----- Material for this task -----

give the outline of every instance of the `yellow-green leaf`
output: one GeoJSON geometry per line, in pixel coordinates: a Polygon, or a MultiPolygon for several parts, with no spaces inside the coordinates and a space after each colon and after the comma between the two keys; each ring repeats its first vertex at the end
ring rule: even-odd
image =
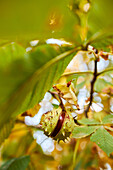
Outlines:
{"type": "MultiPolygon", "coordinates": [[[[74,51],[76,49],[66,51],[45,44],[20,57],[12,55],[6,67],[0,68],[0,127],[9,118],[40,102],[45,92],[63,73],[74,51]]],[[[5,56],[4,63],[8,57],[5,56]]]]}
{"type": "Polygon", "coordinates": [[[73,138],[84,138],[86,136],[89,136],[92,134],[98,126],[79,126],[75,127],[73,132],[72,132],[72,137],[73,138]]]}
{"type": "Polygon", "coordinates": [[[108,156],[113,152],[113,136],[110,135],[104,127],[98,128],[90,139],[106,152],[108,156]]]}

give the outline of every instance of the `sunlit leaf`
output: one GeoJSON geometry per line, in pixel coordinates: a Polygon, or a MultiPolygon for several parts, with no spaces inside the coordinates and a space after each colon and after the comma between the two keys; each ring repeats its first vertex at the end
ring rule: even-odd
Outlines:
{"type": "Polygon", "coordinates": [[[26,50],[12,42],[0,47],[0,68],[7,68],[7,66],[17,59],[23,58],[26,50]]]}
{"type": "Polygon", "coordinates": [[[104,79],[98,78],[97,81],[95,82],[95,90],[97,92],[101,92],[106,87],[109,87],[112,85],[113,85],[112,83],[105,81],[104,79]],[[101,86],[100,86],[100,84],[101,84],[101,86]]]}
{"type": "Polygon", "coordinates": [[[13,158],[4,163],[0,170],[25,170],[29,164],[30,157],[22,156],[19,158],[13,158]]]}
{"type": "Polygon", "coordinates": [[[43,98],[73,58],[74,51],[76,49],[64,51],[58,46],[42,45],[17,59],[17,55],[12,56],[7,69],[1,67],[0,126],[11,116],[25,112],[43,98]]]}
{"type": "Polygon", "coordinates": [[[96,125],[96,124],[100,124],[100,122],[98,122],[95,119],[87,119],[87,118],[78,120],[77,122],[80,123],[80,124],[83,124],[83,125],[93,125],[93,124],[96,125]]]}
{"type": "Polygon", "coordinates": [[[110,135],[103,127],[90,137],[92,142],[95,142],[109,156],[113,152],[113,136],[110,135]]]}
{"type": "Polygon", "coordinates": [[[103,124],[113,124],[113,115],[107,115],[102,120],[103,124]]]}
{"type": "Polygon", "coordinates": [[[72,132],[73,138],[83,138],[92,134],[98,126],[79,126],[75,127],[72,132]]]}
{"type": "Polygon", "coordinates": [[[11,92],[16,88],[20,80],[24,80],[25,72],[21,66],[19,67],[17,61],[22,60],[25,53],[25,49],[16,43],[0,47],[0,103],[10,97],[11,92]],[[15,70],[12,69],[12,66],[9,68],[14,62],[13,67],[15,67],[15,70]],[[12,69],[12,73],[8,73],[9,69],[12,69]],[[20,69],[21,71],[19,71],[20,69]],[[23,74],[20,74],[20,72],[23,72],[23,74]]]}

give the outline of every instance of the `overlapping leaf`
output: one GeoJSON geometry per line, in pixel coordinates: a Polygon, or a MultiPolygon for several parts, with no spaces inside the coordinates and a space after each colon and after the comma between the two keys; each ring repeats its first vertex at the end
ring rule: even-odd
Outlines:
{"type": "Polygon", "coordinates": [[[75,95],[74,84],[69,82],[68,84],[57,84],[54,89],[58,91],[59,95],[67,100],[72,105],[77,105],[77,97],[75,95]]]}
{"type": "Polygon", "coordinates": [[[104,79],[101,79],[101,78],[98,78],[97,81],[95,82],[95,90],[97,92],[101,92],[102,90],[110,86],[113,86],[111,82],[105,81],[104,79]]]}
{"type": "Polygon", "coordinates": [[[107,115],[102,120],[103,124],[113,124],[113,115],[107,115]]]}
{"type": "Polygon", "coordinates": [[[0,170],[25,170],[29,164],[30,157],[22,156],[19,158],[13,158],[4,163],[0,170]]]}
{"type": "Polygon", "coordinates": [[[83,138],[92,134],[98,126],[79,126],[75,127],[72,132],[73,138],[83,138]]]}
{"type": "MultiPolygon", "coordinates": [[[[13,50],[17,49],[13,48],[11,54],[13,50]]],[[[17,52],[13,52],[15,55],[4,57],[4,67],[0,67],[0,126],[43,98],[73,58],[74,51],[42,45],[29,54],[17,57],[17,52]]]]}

-----

_Assignment_.
Retype the data above in full, exactly as it stands, and skip any image.

_Exercise answer_.
give the outline of every instance of the `yellow-green leaf`
output: one GeoJSON geometry per line, in pixel coordinates: a Polygon, or a MultiPolygon for several parts, with no spaces inside the coordinates and a space after each colon and after the comma between the two keys; each ring repeats its first vertex at the end
ring rule: even-odd
image =
Outlines:
{"type": "MultiPolygon", "coordinates": [[[[74,51],[76,49],[66,51],[45,44],[20,57],[12,55],[6,67],[0,68],[0,127],[9,118],[40,102],[45,92],[63,73],[74,51]]],[[[5,56],[4,63],[8,57],[5,56]]]]}
{"type": "Polygon", "coordinates": [[[73,138],[84,138],[86,136],[89,136],[92,134],[98,126],[79,126],[75,127],[73,132],[72,132],[72,137],[73,138]]]}
{"type": "Polygon", "coordinates": [[[108,156],[113,152],[113,136],[110,135],[104,127],[98,128],[90,139],[106,152],[108,156]]]}

give the outline of every instance of the `sunlit leaf`
output: one GeoJSON geometry per line, in pixel coordinates: a Polygon, or a MultiPolygon for several parts, with no spaces inside the coordinates and a space after each colon and after the comma between the two keys; each ring repeats its first vertex at the end
ring rule: even-odd
Outlines:
{"type": "Polygon", "coordinates": [[[26,50],[12,42],[0,47],[0,68],[7,68],[7,66],[17,59],[23,58],[26,50]]]}
{"type": "Polygon", "coordinates": [[[104,79],[98,78],[97,81],[95,82],[95,90],[97,92],[101,92],[106,87],[109,87],[112,85],[113,85],[112,83],[105,81],[104,79]],[[101,86],[100,86],[100,84],[101,84],[101,86]]]}
{"type": "Polygon", "coordinates": [[[13,158],[4,163],[0,170],[25,170],[29,164],[30,157],[22,156],[19,158],[13,158]]]}
{"type": "Polygon", "coordinates": [[[43,98],[73,58],[74,51],[76,49],[64,51],[58,46],[42,45],[17,59],[17,55],[12,56],[7,69],[1,67],[0,126],[11,116],[25,112],[43,98]]]}
{"type": "Polygon", "coordinates": [[[96,125],[96,124],[100,124],[100,122],[98,122],[95,119],[87,119],[87,118],[78,120],[77,122],[80,123],[80,124],[83,124],[83,125],[93,125],[93,124],[96,125]]]}
{"type": "Polygon", "coordinates": [[[110,135],[103,127],[90,137],[92,142],[95,142],[109,156],[113,152],[113,136],[110,135]]]}
{"type": "Polygon", "coordinates": [[[103,124],[113,124],[113,115],[107,115],[102,120],[103,124]]]}
{"type": "Polygon", "coordinates": [[[72,132],[73,138],[83,138],[92,134],[98,126],[79,126],[75,127],[72,132]]]}
{"type": "Polygon", "coordinates": [[[11,92],[16,88],[20,80],[24,80],[25,72],[21,66],[19,67],[17,61],[22,60],[25,53],[25,49],[16,43],[0,47],[0,103],[10,97],[11,92]],[[15,70],[12,69],[12,66],[9,68],[14,62],[13,67],[15,67],[15,70]],[[12,69],[12,73],[8,73],[9,69],[12,69]],[[20,69],[21,71],[19,71],[20,69]],[[23,74],[20,74],[20,72],[23,72],[23,74]]]}

give the outline of every instance of the `overlapping leaf`
output: one GeoJSON geometry per line, in pixel coordinates: a Polygon, or a MultiPolygon for several parts, with no spaces inside the coordinates and a space after each colon and after the comma between the two keys; each ring repeats its first vertex at the end
ring rule: even-odd
Outlines:
{"type": "Polygon", "coordinates": [[[75,95],[74,84],[69,82],[68,84],[57,84],[54,89],[58,91],[59,95],[67,100],[72,105],[77,105],[77,97],[75,95]]]}
{"type": "Polygon", "coordinates": [[[104,79],[101,79],[101,78],[98,78],[97,81],[95,82],[95,90],[97,92],[101,92],[102,90],[110,86],[113,86],[111,82],[105,81],[104,79]]]}
{"type": "Polygon", "coordinates": [[[107,115],[102,120],[103,124],[113,124],[113,115],[107,115]]]}
{"type": "Polygon", "coordinates": [[[0,170],[25,170],[29,164],[30,157],[22,156],[19,158],[13,158],[4,163],[0,170]]]}
{"type": "Polygon", "coordinates": [[[83,138],[92,134],[98,126],[79,126],[75,127],[72,132],[73,138],[83,138]]]}
{"type": "MultiPolygon", "coordinates": [[[[13,50],[17,49],[13,48],[11,54],[13,50]]],[[[17,52],[13,52],[15,55],[4,57],[4,67],[0,67],[0,126],[43,98],[73,58],[74,51],[42,45],[29,54],[17,57],[17,52]]]]}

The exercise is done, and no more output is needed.